* **The request**
From the start of the material up to and including the line with "[[303, 651], [332, 586], [357, 615], [454, 590], [495, 619]]", reproduce every line, requests included, shifting each coordinate in the answers by adding 30. Leave the pictures out of your answer.

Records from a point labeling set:
■ ■ ■ ■

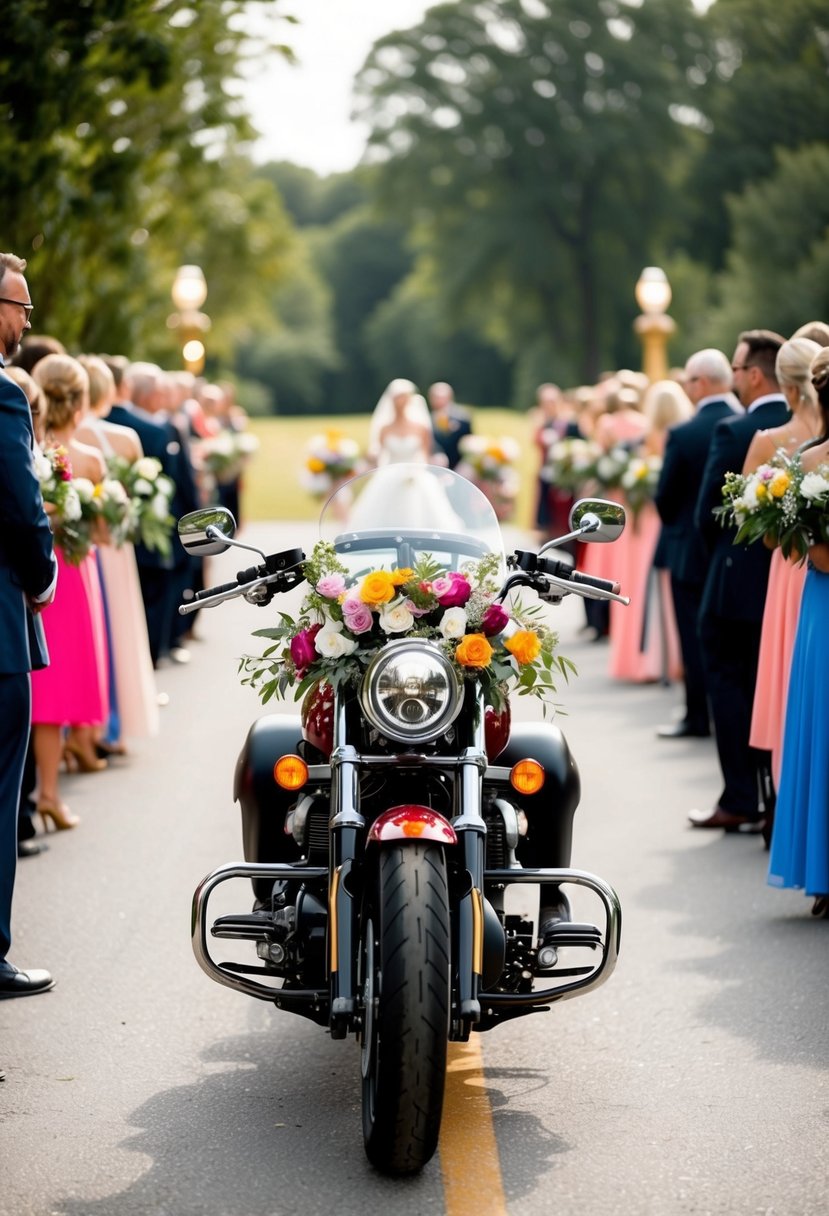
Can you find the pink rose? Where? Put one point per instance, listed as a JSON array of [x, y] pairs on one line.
[[303, 651], [332, 586], [357, 615], [454, 590], [495, 619]]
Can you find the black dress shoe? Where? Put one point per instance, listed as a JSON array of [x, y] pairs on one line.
[[682, 731], [17, 983]]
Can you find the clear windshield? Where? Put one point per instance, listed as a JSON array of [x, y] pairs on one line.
[[389, 517]]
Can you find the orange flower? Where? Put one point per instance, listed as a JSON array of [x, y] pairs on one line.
[[524, 646], [377, 587], [474, 652]]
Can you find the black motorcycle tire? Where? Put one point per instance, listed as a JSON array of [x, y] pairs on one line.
[[406, 989]]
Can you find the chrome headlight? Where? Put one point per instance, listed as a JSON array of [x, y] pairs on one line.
[[411, 692]]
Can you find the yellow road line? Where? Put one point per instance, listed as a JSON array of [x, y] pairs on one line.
[[468, 1149]]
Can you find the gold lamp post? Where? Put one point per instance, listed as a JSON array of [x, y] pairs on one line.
[[654, 326], [189, 293]]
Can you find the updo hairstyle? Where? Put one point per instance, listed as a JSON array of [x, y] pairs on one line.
[[65, 386]]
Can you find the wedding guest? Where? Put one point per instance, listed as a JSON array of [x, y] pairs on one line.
[[785, 578], [131, 670], [708, 381], [800, 842], [28, 574], [72, 691], [450, 421], [734, 592]]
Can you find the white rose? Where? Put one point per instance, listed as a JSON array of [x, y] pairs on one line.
[[454, 623], [331, 643], [84, 488], [72, 505], [159, 507], [147, 467], [813, 485], [395, 618]]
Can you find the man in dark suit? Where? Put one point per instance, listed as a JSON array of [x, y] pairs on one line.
[[708, 383], [451, 422], [734, 594], [28, 573]]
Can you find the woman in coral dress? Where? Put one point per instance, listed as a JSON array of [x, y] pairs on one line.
[[785, 579], [73, 688], [133, 670]]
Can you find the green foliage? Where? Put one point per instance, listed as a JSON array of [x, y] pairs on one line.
[[528, 147], [119, 159]]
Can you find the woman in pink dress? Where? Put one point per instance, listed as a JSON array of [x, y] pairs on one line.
[[73, 688], [133, 670], [785, 578]]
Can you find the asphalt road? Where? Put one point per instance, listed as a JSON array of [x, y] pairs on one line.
[[694, 1081]]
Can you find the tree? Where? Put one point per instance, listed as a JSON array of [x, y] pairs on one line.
[[529, 144], [119, 153]]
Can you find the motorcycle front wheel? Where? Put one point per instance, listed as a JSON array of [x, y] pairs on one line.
[[406, 1007]]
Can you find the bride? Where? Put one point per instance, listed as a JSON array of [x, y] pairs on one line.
[[404, 491]]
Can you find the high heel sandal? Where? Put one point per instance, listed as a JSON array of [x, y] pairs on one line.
[[82, 758], [60, 815]]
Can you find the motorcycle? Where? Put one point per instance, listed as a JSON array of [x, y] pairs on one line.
[[395, 827]]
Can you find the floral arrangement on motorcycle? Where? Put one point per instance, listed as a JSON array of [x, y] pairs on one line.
[[342, 624], [490, 465], [778, 501], [331, 459]]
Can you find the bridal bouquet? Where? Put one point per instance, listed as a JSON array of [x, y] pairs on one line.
[[570, 462], [342, 624], [225, 455], [490, 465], [639, 480], [331, 457], [147, 518], [778, 501]]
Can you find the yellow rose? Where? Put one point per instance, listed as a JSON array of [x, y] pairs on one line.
[[524, 646], [779, 484], [377, 587], [474, 652]]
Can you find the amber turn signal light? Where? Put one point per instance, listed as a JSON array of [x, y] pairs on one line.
[[291, 772], [528, 777]]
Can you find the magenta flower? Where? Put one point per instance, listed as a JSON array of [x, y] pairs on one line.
[[356, 615], [454, 595], [303, 651], [331, 586], [495, 619]]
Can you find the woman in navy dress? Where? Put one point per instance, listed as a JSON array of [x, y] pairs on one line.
[[800, 842]]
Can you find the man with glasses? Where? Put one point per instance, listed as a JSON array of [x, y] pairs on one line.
[[734, 594], [708, 383], [28, 574]]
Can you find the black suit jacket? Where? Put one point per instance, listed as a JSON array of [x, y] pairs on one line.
[[738, 574], [450, 427], [27, 563], [162, 439], [686, 452]]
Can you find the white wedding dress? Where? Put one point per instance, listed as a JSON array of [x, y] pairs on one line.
[[405, 491]]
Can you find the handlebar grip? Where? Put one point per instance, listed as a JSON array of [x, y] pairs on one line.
[[216, 591], [587, 580]]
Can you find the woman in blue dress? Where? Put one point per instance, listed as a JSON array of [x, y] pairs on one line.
[[800, 843]]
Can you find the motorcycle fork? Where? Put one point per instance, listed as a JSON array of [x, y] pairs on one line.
[[468, 930], [348, 834]]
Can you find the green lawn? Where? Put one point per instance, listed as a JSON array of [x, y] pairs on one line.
[[271, 482]]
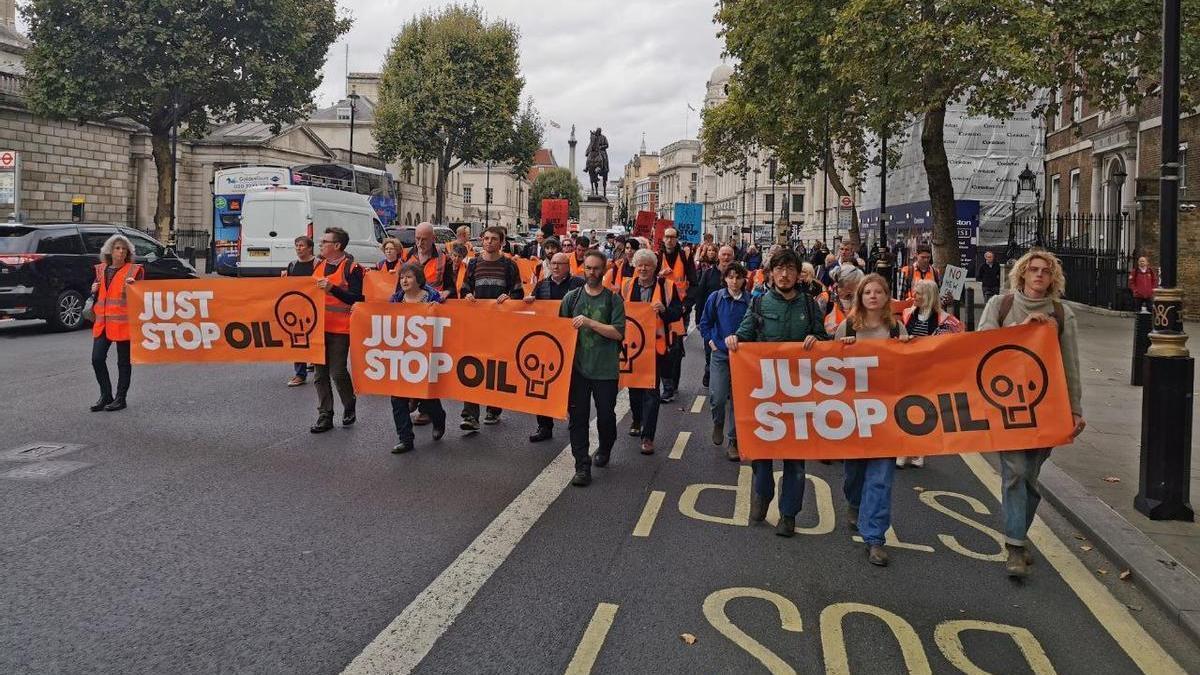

■ ■ ■ ■

* **The solution**
Can you find the pink rose? Where? Put one point per instance, listed as a JSON array of [x, y] pairs on one line.
[[333, 681], [362, 616], [387, 645], [484, 620], [525, 649]]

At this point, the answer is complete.